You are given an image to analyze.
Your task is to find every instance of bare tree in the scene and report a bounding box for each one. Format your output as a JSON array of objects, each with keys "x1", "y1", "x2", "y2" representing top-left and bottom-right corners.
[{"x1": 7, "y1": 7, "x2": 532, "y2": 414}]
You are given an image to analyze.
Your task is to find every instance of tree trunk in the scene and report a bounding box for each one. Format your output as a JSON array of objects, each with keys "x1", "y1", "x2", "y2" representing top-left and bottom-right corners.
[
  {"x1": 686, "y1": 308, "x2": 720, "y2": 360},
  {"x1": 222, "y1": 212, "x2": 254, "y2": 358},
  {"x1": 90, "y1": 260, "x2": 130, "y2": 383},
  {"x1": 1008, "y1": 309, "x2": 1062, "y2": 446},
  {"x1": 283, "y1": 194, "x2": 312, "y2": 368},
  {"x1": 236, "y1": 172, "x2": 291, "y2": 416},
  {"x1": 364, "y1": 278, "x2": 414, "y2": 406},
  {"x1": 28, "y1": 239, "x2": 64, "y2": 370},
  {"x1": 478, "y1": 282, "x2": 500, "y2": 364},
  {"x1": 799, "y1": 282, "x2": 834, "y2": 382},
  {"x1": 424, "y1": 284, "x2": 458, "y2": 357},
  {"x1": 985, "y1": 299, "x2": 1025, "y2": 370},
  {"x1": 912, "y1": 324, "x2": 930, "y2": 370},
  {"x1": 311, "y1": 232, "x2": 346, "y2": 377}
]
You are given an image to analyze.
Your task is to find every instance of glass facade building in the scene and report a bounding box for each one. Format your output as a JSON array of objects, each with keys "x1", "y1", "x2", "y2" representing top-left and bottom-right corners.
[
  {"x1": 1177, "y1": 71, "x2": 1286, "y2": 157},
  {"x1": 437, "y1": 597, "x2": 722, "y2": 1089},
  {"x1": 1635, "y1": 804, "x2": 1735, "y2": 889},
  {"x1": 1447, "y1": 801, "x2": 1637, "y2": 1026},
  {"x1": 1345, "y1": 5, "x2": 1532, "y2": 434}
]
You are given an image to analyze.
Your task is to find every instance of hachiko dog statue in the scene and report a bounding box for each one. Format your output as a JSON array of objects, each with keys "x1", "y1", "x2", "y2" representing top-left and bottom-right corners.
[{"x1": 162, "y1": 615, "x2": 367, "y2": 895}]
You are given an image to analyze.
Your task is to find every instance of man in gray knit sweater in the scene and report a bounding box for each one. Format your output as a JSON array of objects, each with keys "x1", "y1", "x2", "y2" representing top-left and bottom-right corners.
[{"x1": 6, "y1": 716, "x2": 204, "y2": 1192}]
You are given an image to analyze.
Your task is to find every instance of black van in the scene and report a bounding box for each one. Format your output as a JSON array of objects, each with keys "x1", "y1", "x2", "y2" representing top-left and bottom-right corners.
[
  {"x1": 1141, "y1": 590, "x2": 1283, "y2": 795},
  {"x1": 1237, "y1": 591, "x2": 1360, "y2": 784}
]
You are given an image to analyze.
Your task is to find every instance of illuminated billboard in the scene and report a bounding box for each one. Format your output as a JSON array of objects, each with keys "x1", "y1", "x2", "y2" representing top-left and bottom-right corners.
______________________________
**WHAT THIS TASK INVOLVES**
Each entry above is to be printed again exactly.

**REPLY**
You are given an image to analyze.
Your task is to find every instance of bare tree in the scene and report a bounding box for each one. Format your output as a JSON array of objects, each with keys "x1", "y1", "x2", "y2" representing top-left and bottom-right corners.
[{"x1": 7, "y1": 7, "x2": 532, "y2": 414}]
You are given an image to analyze.
Your task is to find every instance of tree trunk in the scene and report a bounding box for each one. Format your output as a JSON array of objects, each with keys "x1", "y1", "x2", "y2" representing top-left and bottom-right corners.
[
  {"x1": 686, "y1": 308, "x2": 720, "y2": 360},
  {"x1": 222, "y1": 212, "x2": 254, "y2": 358},
  {"x1": 90, "y1": 260, "x2": 130, "y2": 383},
  {"x1": 1008, "y1": 309, "x2": 1062, "y2": 446},
  {"x1": 283, "y1": 194, "x2": 312, "y2": 368},
  {"x1": 236, "y1": 172, "x2": 291, "y2": 416},
  {"x1": 364, "y1": 278, "x2": 414, "y2": 406},
  {"x1": 28, "y1": 239, "x2": 64, "y2": 370},
  {"x1": 478, "y1": 282, "x2": 500, "y2": 364},
  {"x1": 799, "y1": 282, "x2": 834, "y2": 382},
  {"x1": 424, "y1": 284, "x2": 458, "y2": 357},
  {"x1": 985, "y1": 299, "x2": 1025, "y2": 370},
  {"x1": 912, "y1": 324, "x2": 930, "y2": 370},
  {"x1": 311, "y1": 232, "x2": 346, "y2": 377}
]
You are given an image to analyze.
Your task is to find every instance of glass facade building in the scene and report a bounding box for each one. Format your output as a JSON array of objects, each with keys "x1", "y1", "x2", "y2" representing top-left and bottom-right corners.
[
  {"x1": 1177, "y1": 71, "x2": 1286, "y2": 157},
  {"x1": 437, "y1": 597, "x2": 722, "y2": 1089},
  {"x1": 1635, "y1": 804, "x2": 1735, "y2": 889},
  {"x1": 1447, "y1": 801, "x2": 1637, "y2": 1026},
  {"x1": 1345, "y1": 5, "x2": 1532, "y2": 434}
]
You are given an image to analyze.
Your task is to find every instance of hachiko dog statue in the scene and report a bounding box for each one. Format your output as a JSON array of objects, each with keys "x1", "y1", "x2", "y2" representing top-left and bottom-right corners.
[{"x1": 162, "y1": 615, "x2": 367, "y2": 895}]
You are given an image to analyze.
Your task is to find every instance of man in gray knit sweater in the scene and report a bounding box for each one. Format your output as a JSON array of objects, each with keys "x1", "y1", "x2", "y2" representing top-left and bottom-right corners.
[{"x1": 6, "y1": 716, "x2": 204, "y2": 1192}]
You are given an image to analyze.
Your task is to find every instance of black van in the scene and report a bounding box for each one. Format your output as a JSON array of objects, each with keys "x1", "y1", "x2", "y2" representing top-left and bottom-right corners.
[
  {"x1": 1141, "y1": 590, "x2": 1283, "y2": 795},
  {"x1": 1237, "y1": 591, "x2": 1360, "y2": 784}
]
You are given an image to analyze.
Your task is to find every instance of illuminated billboard in the scene and report a bounding box for each one. Format your output as a JSON array of objects, each with keys "x1", "y1", "x2", "y2" representing top-left and bottom-right corners.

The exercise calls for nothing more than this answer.